● **Work instructions**: Which lines of the listing below contain the word "water"? Select those lines and copy each one.

[Excerpt from a dataset]
■ ■ ■
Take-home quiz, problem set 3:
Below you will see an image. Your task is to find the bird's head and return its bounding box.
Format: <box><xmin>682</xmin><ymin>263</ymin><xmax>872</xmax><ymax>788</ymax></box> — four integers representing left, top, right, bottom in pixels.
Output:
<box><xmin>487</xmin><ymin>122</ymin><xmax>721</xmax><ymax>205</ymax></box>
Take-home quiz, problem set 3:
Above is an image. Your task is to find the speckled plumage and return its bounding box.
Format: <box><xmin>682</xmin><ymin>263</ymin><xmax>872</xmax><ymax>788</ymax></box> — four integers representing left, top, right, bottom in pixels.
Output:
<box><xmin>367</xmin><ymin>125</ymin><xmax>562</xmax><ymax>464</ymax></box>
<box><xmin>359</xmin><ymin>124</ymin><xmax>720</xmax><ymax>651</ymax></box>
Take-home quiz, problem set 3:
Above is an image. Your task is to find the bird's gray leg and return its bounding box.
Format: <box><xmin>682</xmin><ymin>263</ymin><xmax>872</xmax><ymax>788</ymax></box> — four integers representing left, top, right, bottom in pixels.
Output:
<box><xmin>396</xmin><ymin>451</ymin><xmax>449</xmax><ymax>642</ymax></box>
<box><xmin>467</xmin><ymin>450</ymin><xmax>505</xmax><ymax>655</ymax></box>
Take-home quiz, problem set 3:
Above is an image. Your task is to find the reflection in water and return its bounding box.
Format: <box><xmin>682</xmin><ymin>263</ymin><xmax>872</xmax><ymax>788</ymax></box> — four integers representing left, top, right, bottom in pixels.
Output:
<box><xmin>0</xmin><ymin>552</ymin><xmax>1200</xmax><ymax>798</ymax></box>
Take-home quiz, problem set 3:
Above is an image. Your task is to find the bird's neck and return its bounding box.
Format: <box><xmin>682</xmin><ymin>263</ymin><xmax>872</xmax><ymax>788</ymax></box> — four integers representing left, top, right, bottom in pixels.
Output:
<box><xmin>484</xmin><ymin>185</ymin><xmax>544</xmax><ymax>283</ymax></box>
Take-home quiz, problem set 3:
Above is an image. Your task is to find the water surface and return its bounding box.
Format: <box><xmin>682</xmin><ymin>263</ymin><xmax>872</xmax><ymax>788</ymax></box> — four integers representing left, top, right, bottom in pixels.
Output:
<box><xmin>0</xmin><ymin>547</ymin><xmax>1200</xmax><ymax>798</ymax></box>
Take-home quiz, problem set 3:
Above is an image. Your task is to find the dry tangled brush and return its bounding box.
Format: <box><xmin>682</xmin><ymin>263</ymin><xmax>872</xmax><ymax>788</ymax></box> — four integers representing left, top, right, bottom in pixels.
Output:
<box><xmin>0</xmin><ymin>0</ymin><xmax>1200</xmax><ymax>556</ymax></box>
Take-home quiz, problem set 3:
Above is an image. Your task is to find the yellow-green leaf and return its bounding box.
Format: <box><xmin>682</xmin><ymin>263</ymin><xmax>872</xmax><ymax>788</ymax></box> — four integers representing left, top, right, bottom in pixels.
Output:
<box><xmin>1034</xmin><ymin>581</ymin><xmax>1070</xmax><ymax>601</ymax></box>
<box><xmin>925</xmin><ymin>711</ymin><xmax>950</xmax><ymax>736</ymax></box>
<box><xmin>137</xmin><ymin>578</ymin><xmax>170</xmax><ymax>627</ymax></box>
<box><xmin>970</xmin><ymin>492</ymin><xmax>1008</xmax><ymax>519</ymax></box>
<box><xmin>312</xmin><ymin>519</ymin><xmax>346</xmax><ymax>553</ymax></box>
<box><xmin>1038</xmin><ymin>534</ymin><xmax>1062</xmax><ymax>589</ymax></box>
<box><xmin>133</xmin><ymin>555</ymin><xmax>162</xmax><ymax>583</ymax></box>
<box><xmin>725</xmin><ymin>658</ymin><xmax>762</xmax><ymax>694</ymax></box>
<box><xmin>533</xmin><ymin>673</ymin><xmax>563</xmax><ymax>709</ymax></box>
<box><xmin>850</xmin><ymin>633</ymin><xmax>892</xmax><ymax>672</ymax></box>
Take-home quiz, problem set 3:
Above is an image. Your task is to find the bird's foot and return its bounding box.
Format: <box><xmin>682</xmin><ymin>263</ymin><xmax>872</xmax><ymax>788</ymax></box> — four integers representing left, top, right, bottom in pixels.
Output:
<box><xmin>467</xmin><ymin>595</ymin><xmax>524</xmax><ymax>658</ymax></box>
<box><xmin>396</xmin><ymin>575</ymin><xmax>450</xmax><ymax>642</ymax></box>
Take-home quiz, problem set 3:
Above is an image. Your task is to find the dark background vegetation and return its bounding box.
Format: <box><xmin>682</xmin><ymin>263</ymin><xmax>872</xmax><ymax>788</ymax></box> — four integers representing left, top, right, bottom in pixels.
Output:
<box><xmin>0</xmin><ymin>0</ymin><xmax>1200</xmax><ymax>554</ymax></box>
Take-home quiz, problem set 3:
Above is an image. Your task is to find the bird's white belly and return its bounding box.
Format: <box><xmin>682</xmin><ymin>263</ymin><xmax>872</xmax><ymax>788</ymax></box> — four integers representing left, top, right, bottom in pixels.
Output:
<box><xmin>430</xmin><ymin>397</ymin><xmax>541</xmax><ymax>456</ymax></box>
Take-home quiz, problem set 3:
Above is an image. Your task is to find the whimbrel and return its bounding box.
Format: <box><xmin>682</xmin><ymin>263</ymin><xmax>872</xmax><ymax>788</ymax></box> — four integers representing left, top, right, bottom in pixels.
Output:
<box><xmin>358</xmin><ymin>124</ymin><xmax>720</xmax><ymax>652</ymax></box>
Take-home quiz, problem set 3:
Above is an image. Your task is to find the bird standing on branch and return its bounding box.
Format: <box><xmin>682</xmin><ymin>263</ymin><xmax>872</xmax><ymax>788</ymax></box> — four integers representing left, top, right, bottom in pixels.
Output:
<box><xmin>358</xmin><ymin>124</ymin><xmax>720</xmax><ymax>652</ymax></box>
■ ■ ■
● **Task answer**:
Above is an image. Your task is to find the reflection in water and return its bounding box.
Above is an image. Your task is to find the water surface and return its bounding box.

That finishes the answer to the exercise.